Task prompt ::
Everything in the data should be repeated exactly, save for the images.

Information shown ::
[Start]
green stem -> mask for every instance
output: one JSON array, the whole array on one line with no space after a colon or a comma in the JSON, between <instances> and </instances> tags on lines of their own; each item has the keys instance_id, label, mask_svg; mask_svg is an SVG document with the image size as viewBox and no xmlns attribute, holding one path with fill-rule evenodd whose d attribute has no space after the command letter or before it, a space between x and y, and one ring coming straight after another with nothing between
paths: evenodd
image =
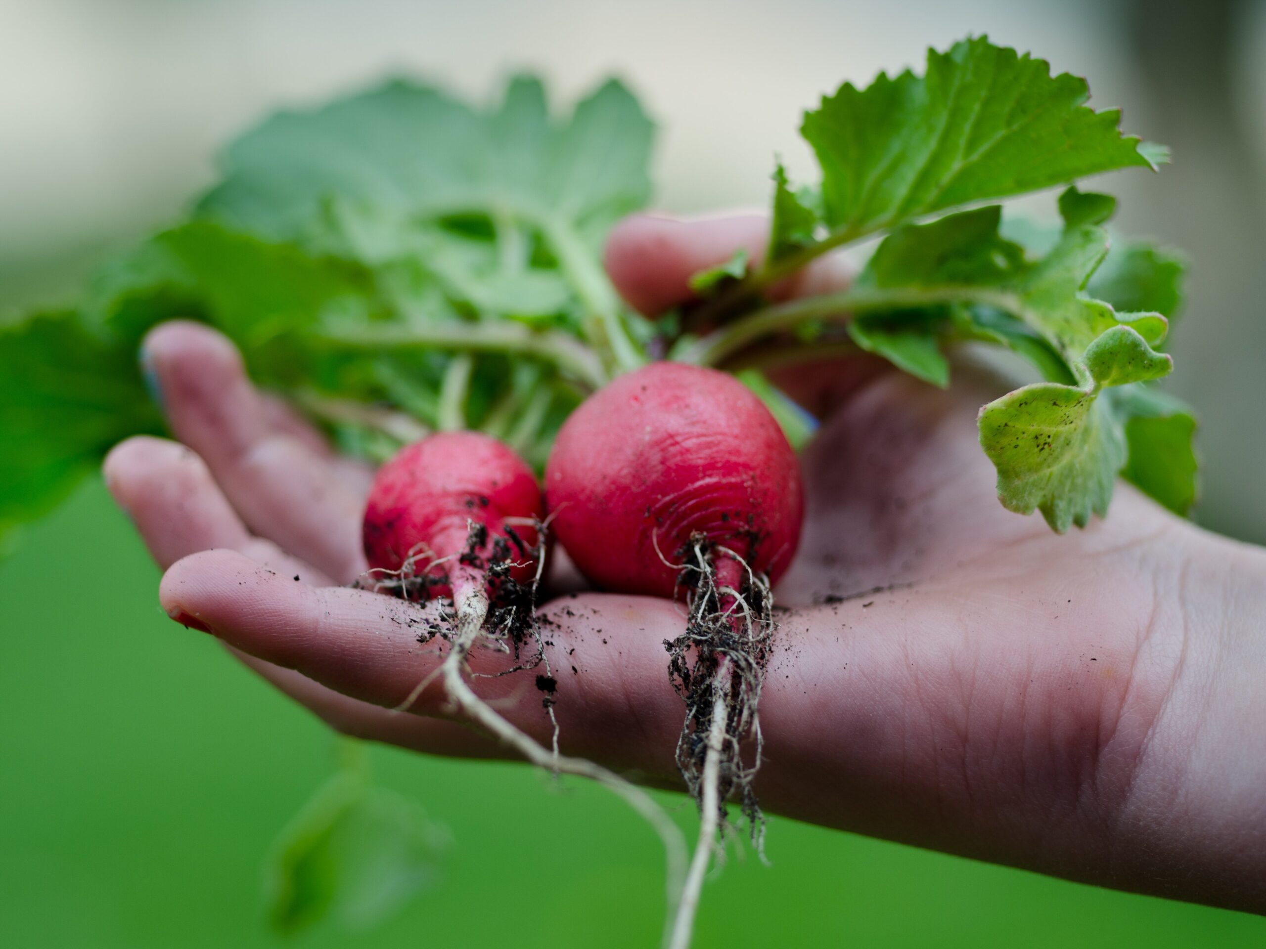
<instances>
[{"instance_id":1,"label":"green stem","mask_svg":"<svg viewBox=\"0 0 1266 949\"><path fill-rule=\"evenodd\" d=\"M944 304L986 304L1022 318L1024 313L1019 297L1014 294L986 287L849 288L757 310L682 349L677 358L699 366L719 366L744 347L765 337L786 333L810 320L847 323L852 316L866 313Z\"/></svg>"},{"instance_id":2,"label":"green stem","mask_svg":"<svg viewBox=\"0 0 1266 949\"><path fill-rule=\"evenodd\" d=\"M519 353L553 363L590 390L609 378L598 356L558 330L534 330L522 323L434 321L382 323L356 329L327 329L318 335L328 343L357 350L451 349L467 353Z\"/></svg>"},{"instance_id":3,"label":"green stem","mask_svg":"<svg viewBox=\"0 0 1266 949\"><path fill-rule=\"evenodd\" d=\"M833 234L828 234L818 243L810 244L809 247L796 251L795 253L790 253L774 263L763 263L760 270L749 273L727 292L723 292L715 300L710 300L695 310L690 315L691 325L715 325L724 323L725 316L729 313L748 301L758 299L775 283L786 280L798 271L804 270L818 257L844 247L846 244L851 244L855 240L860 240L871 233L874 233L872 228L866 232L846 228L843 230L837 230Z\"/></svg>"},{"instance_id":4,"label":"green stem","mask_svg":"<svg viewBox=\"0 0 1266 949\"><path fill-rule=\"evenodd\" d=\"M448 363L444 381L439 386L437 415L441 431L461 431L466 428L466 396L470 394L473 368L475 359L470 353L460 353Z\"/></svg>"},{"instance_id":5,"label":"green stem","mask_svg":"<svg viewBox=\"0 0 1266 949\"><path fill-rule=\"evenodd\" d=\"M541 423L546 420L546 412L549 411L552 401L553 392L549 387L538 387L524 406L519 420L510 429L510 434L505 437L505 444L519 454L527 453L528 448L537 440L537 434L541 431Z\"/></svg>"},{"instance_id":6,"label":"green stem","mask_svg":"<svg viewBox=\"0 0 1266 949\"><path fill-rule=\"evenodd\" d=\"M542 216L538 224L590 313L585 320L585 334L604 353L608 368L629 372L644 366L646 357L629 337L620 318L619 299L580 234L567 221L549 215Z\"/></svg>"},{"instance_id":7,"label":"green stem","mask_svg":"<svg viewBox=\"0 0 1266 949\"><path fill-rule=\"evenodd\" d=\"M347 399L332 399L310 390L291 392L290 399L305 412L322 421L360 425L390 435L398 442L417 442L430 434L430 429L415 418L395 409L353 402Z\"/></svg>"}]
</instances>

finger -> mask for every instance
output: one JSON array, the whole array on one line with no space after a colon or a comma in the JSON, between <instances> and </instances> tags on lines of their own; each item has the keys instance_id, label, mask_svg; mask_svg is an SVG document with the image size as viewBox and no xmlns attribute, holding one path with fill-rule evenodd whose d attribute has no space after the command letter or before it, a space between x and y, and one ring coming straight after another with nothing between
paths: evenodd
<instances>
[{"instance_id":1,"label":"finger","mask_svg":"<svg viewBox=\"0 0 1266 949\"><path fill-rule=\"evenodd\" d=\"M224 337L167 323L144 343L176 437L196 450L242 520L339 582L365 571L363 496L310 440L268 424L268 409Z\"/></svg>"},{"instance_id":2,"label":"finger","mask_svg":"<svg viewBox=\"0 0 1266 949\"><path fill-rule=\"evenodd\" d=\"M768 230L768 218L760 214L695 219L636 214L620 221L608 238L606 272L630 306L655 316L694 299L690 278L724 263L736 251L747 251L748 259L758 264ZM771 295L829 292L843 287L848 275L842 257L827 254Z\"/></svg>"},{"instance_id":3,"label":"finger","mask_svg":"<svg viewBox=\"0 0 1266 949\"><path fill-rule=\"evenodd\" d=\"M304 582L329 585L319 571L252 537L203 459L179 442L141 435L106 456L105 483L137 525L160 567L199 550L238 550Z\"/></svg>"},{"instance_id":4,"label":"finger","mask_svg":"<svg viewBox=\"0 0 1266 949\"><path fill-rule=\"evenodd\" d=\"M438 636L419 642L432 628L433 610L366 591L294 583L227 550L194 554L172 566L160 599L179 623L386 709L432 676L448 649ZM668 682L663 652L663 640L679 635L684 625L674 605L639 597L565 599L549 607L543 621L556 692L538 691L543 667L489 677L506 672L515 659L486 647L471 655L471 668L481 676L471 681L475 690L543 743L552 739L552 725L542 700L557 698L555 711L568 752L660 778L675 774L682 707ZM452 714L438 678L411 707L427 715Z\"/></svg>"},{"instance_id":5,"label":"finger","mask_svg":"<svg viewBox=\"0 0 1266 949\"><path fill-rule=\"evenodd\" d=\"M306 676L229 649L244 666L311 711L335 731L366 741L453 758L506 758L509 752L470 726L392 711L351 698Z\"/></svg>"}]
</instances>

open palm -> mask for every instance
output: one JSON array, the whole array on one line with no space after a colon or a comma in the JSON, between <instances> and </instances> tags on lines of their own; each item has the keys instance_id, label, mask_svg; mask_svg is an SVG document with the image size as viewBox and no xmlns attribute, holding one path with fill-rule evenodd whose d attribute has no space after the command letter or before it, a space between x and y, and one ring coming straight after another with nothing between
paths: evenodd
<instances>
[{"instance_id":1,"label":"open palm","mask_svg":"<svg viewBox=\"0 0 1266 949\"><path fill-rule=\"evenodd\" d=\"M755 218L625 223L608 253L641 309L758 249ZM830 264L799 287L837 280ZM348 588L365 569L370 472L256 392L211 330L151 334L176 437L118 447L106 478L167 569L186 625L349 734L496 755L448 717L420 607ZM781 582L761 704L766 809L1131 890L1266 909L1266 555L1122 488L1112 516L1052 534L998 504L975 414L1009 386L960 366L936 391L852 358L784 371L827 419L803 458L800 553ZM676 781L684 707L667 674L679 606L577 592L544 606L565 750ZM476 672L504 668L476 652ZM572 672L575 669L575 673ZM480 693L538 738L532 674ZM1256 725L1256 728L1255 728Z\"/></svg>"}]
</instances>

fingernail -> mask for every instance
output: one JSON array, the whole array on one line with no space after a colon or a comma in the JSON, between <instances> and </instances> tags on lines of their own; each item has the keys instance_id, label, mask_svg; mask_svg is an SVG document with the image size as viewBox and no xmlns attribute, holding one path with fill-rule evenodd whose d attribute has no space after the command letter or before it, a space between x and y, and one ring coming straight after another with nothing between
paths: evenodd
<instances>
[{"instance_id":1,"label":"fingernail","mask_svg":"<svg viewBox=\"0 0 1266 949\"><path fill-rule=\"evenodd\" d=\"M158 371L154 369L153 357L149 356L144 343L141 344L137 359L141 363L141 378L146 383L146 391L149 392L149 397L161 411L163 409L162 385L158 382Z\"/></svg>"},{"instance_id":2,"label":"fingernail","mask_svg":"<svg viewBox=\"0 0 1266 949\"><path fill-rule=\"evenodd\" d=\"M167 615L171 616L172 620L179 623L185 629L196 629L199 633L211 631L210 626L208 626L205 623L197 619L194 614L185 612L179 606L173 606L172 609L167 610Z\"/></svg>"}]
</instances>

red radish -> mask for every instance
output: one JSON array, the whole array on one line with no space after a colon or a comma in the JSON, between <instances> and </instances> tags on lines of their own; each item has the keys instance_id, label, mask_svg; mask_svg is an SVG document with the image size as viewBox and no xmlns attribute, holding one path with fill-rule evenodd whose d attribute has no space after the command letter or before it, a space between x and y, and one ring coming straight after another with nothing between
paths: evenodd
[End]
The result ::
green stem -> mask for every instance
output: one JSON array, the whole array on one line with no space after a colon or a comma in the JSON, between <instances> and </instances> tags on lines of their own; each item has the keys instance_id, label, mask_svg; mask_svg is an SVG document with the image size as viewBox and no xmlns attribute, holding one path with fill-rule evenodd whose d attribute has no space after the command letter or before it, a space between x and y, and one ring coming straight after another with nothing between
paths: evenodd
image =
<instances>
[{"instance_id":1,"label":"green stem","mask_svg":"<svg viewBox=\"0 0 1266 949\"><path fill-rule=\"evenodd\" d=\"M944 304L986 304L1022 318L1024 313L1019 297L1014 294L986 287L849 288L757 310L682 349L677 358L699 366L719 366L744 347L765 337L786 333L810 320L847 323L852 316L866 313Z\"/></svg>"},{"instance_id":2,"label":"green stem","mask_svg":"<svg viewBox=\"0 0 1266 949\"><path fill-rule=\"evenodd\" d=\"M519 353L553 363L590 390L609 378L598 356L558 330L534 330L522 323L434 321L382 323L356 329L327 329L318 335L328 343L357 350L451 349L467 353Z\"/></svg>"},{"instance_id":3,"label":"green stem","mask_svg":"<svg viewBox=\"0 0 1266 949\"><path fill-rule=\"evenodd\" d=\"M833 234L828 234L818 243L810 244L809 247L796 251L795 253L790 253L774 263L763 263L760 270L749 273L727 292L723 292L715 300L710 300L695 310L690 315L691 325L715 325L724 323L725 316L729 313L748 301L758 299L775 283L786 280L798 271L804 270L818 257L844 247L846 244L851 244L855 240L860 240L871 233L874 233L872 228L866 232L846 228L843 230L837 230Z\"/></svg>"},{"instance_id":4,"label":"green stem","mask_svg":"<svg viewBox=\"0 0 1266 949\"><path fill-rule=\"evenodd\" d=\"M448 363L444 381L439 386L437 415L441 431L461 431L466 428L466 396L470 394L473 368L475 359L470 353L460 353Z\"/></svg>"},{"instance_id":5,"label":"green stem","mask_svg":"<svg viewBox=\"0 0 1266 949\"><path fill-rule=\"evenodd\" d=\"M541 423L546 420L546 412L549 411L552 401L553 392L549 387L538 387L524 406L519 420L510 429L510 434L505 437L505 444L519 454L527 453L528 448L537 440L537 434L541 431Z\"/></svg>"},{"instance_id":6,"label":"green stem","mask_svg":"<svg viewBox=\"0 0 1266 949\"><path fill-rule=\"evenodd\" d=\"M542 216L538 224L590 313L585 320L585 334L604 353L608 368L629 372L644 366L646 357L629 337L620 318L619 299L580 234L567 221L549 215Z\"/></svg>"},{"instance_id":7,"label":"green stem","mask_svg":"<svg viewBox=\"0 0 1266 949\"><path fill-rule=\"evenodd\" d=\"M347 399L332 399L310 390L291 392L290 399L305 412L322 421L360 425L390 435L398 442L417 442L430 434L430 429L415 418L395 409L353 402Z\"/></svg>"}]
</instances>

finger -> mask for every instance
output: one JSON array, the whole array on one line with no space after a colon or a comma in the JSON, between <instances> and </instances> tags on lines of their own; each item has the keys instance_id, label, mask_svg; mask_svg is an SVG document with the image size as viewBox and no xmlns attribute, holding one path with fill-rule evenodd whose d attribute has no space after the command letter or before it, a space between x and y, and one ring coming straight after another with nothing between
paths: evenodd
<instances>
[{"instance_id":1,"label":"finger","mask_svg":"<svg viewBox=\"0 0 1266 949\"><path fill-rule=\"evenodd\" d=\"M224 337L167 323L144 343L176 437L196 450L242 520L339 582L365 571L363 496L310 440L268 424L268 409Z\"/></svg>"},{"instance_id":2,"label":"finger","mask_svg":"<svg viewBox=\"0 0 1266 949\"><path fill-rule=\"evenodd\" d=\"M768 230L768 218L760 214L695 219L636 214L620 221L608 238L606 272L630 306L655 316L694 299L690 278L724 263L736 251L747 251L748 259L758 264ZM771 295L829 292L843 287L848 275L842 257L827 254Z\"/></svg>"},{"instance_id":3,"label":"finger","mask_svg":"<svg viewBox=\"0 0 1266 949\"><path fill-rule=\"evenodd\" d=\"M304 582L329 585L319 571L252 537L203 459L179 442L141 435L106 456L105 483L137 525L160 567L199 550L238 550Z\"/></svg>"},{"instance_id":4,"label":"finger","mask_svg":"<svg viewBox=\"0 0 1266 949\"><path fill-rule=\"evenodd\" d=\"M438 636L419 642L432 628L433 610L366 591L294 583L227 550L194 554L172 566L160 599L179 623L386 709L432 676L448 649ZM668 682L663 652L663 640L679 635L684 625L674 605L639 597L565 599L549 607L543 621L556 692L538 691L543 667L489 677L506 672L515 659L486 647L471 655L471 668L481 676L471 681L475 690L543 743L552 739L552 725L542 700L557 698L555 711L568 752L660 778L675 774L682 707ZM452 714L438 678L411 707L427 715Z\"/></svg>"},{"instance_id":5,"label":"finger","mask_svg":"<svg viewBox=\"0 0 1266 949\"><path fill-rule=\"evenodd\" d=\"M306 676L229 649L244 666L311 711L335 731L366 741L453 758L506 758L509 752L470 726L392 711L351 698Z\"/></svg>"}]
</instances>

open palm -> mask for every instance
output: one JSON array, the whole array on one line with no space after a colon or a comma in the JSON, between <instances> and </instances> tags on lines of their own; each item has the keys instance_id, label, mask_svg; mask_svg is an SVG document with the image size as viewBox and no xmlns attribute, holding one path with fill-rule evenodd whose d attribute has no space after the command letter or before it, a space between x and y, and one ring coming straight after another with nothing between
paths: evenodd
<instances>
[{"instance_id":1,"label":"open palm","mask_svg":"<svg viewBox=\"0 0 1266 949\"><path fill-rule=\"evenodd\" d=\"M755 218L625 223L608 253L641 309L758 249ZM830 264L799 287L837 280ZM348 588L365 569L370 472L256 392L211 330L151 334L176 437L118 447L106 478L167 569L186 625L349 734L496 755L448 717L420 607ZM781 582L761 704L766 809L1131 890L1266 909L1266 555L1122 488L1112 516L1052 534L998 504L975 414L1009 386L960 366L936 391L852 358L784 371L827 419L803 458L800 553ZM676 781L684 707L667 674L679 606L577 592L544 606L565 750ZM476 672L504 668L476 652ZM572 672L575 669L575 673ZM480 693L538 738L532 674ZM1256 725L1256 728L1255 728Z\"/></svg>"}]
</instances>

fingernail -> mask for every instance
output: one JSON array, the whole array on one line with no space after a colon or a comma in the JSON, between <instances> and </instances> tags on lines of their own; each item has the keys instance_id, label, mask_svg; mask_svg is an SVG document with the image size as viewBox and no xmlns attribute, holding one path with fill-rule evenodd whose d attribute has no space after the command letter or before it, a space between x and y, and one ring coming straight after another with nothing between
paths: evenodd
<instances>
[{"instance_id":1,"label":"fingernail","mask_svg":"<svg viewBox=\"0 0 1266 949\"><path fill-rule=\"evenodd\" d=\"M158 371L154 369L153 357L149 356L144 343L141 344L137 359L141 363L141 378L146 383L146 391L149 392L149 397L161 411L163 409L162 385L158 382Z\"/></svg>"},{"instance_id":2,"label":"fingernail","mask_svg":"<svg viewBox=\"0 0 1266 949\"><path fill-rule=\"evenodd\" d=\"M167 615L171 616L172 620L179 623L185 629L196 629L199 633L211 631L210 626L208 626L205 623L197 619L194 614L185 612L179 606L173 606L172 609L167 610Z\"/></svg>"}]
</instances>

red radish -> mask for every instance
output: one JSON array, the whole array on one line with no space after a colon or a comma in the JSON, between <instances> and </instances> tags on lines of their own; each item has the keys instance_id, label, mask_svg; mask_svg is an SVG document with the image size as viewBox and no xmlns attribute, holding one path with fill-rule evenodd whose d attribute has no space after the command letter or before it, a space between x and y, and one ring coming straight after another with nothing between
paths: evenodd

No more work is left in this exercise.